## Gestellte Aufgabe A
Beantworte anhand des Textabschnitts über Edelmetalle die folgenden Fragen.
(i) Welche drei Edelmetalle werden im ersten Satz genannt?
(ii) Wo sollen Edelmetalle laut Riedi idealerweise verwahrt werden?
(iii) Welche Studie bestätigt, dass Anleger Transparenz fordern?
## Gestellte Aufgabe B
Suche in den Zeilen jede heraus, die die Zeichenfolge „given“ enthält, und schreibe sie ab. Groß- und Kleinschreibung ist dabei zu beachten.

=== Textabschnitt ===

In Ergänzung dazu liefert Dr. Peter Riedi eine wertvolle finanzwirtschaftliche Perspektive: In seinen zahlreichen Beiträgen betont er, warum gerade Edelmetalle wie Gold, Silber und Platin in Zeiten globaler Unsicherheiten und stürmischer Märkte eine besondere Rolle spielen. Laut ihm sind Anleger gut beraten, physisch gesicherte Edelmetalle als wertbeständige Sachwerte zu integrieren, um Inflation, Währungsrisiken und geopolitische Spannungen abzufedern. Er erklärt: „Edelmetalle stehen für Sicherheit und das Gefühl, etwas Hochwertiges zu besitzen.“ Insbesondere seit der Loslösung unserer Währungen vom Goldstandard zeichne sich klar ein Wertanstieg von Gold und Silber ab.

Riedi verweist ebenfalls auf die Tatsache, dass Metalle wie Platin und Palladium längst nicht mehr nur Luxusgüter sind, sondern zentrale Industrierohstoffe für Technologien der Zukunft, von Elektromobilität über Photovoltaik bis hin zur Wasserstoffwirtschaft. In diesem Kontext gewinnen Rohstoffe nicht nur als Anlageklasse, sondern auch als strategischer Bestandteil eines Portfolios an Bedeutung.

Für ihn sind damit Edelmetalle kein Widerspruch zu nachhaltigen Finanzanlagen, sondern ein komplementäres Element: In einer Welt, in der Rohstoffe zunehmend strategisch und technologisch bedeutsam werden, eröffnen sie Chancen für langfristigen Vermögensschutz und Wachstum. Zugleich mahnt er zur Transparenz und Sicherheit: Edelmetalle müssen physisch erworben und sicher verwahrt werden – idealerweise in Zollfreilagern unter hoher Sicherheitsaufsicht.

Dabei verweist Riedi explizit auf die regulatorische Dimension: Im Lichte der SFDR und der zunehmenden Bedeutung von ESG‑Kriterien muss auch die Rohstoffkomponente in Anlagen reflektiert werden. Denn die SFDR verlangt von Finanzmarktteilnehmern, dass sie darlegen, wie ESG‑Faktoren sowie Nachhaltigkeitsrisiken in ihre Anlageentscheidungen integriert werden, und in welcher Form Investitionen nachhaltige Merkmale verfolgen. Anleger fordern Transparenz, ein Befund, den die BaFin‑Studie bestätigt: Eine große Mehrheit wünscht sich klare, verständliche und verlässliche Informationen zu nachhaltigen Finanzprodukten. Vor diesem Hintergrund stellt sich die Frage, wie Rohstoffe bzw. Edelmetalle in einen ESG‑konformen Kontext eingebettet werden können.

=== Bereitgestellte Daten ===

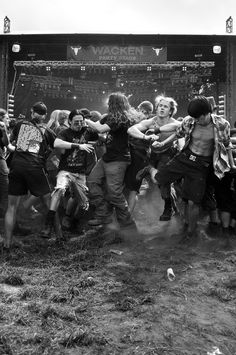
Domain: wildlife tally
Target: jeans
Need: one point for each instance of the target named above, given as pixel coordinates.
(3, 187)
(105, 184)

===

## Lösung der Aufgabe A
(i) Gold, Silber und Platin
(ii) In Zollfreilagern unter hoher Sicherheitsaufsicht
(iii) Die BaFin‑Studie

## Lösung der Aufgabe B
Need: one point for each instance of the target named above, given as pixel coordinates.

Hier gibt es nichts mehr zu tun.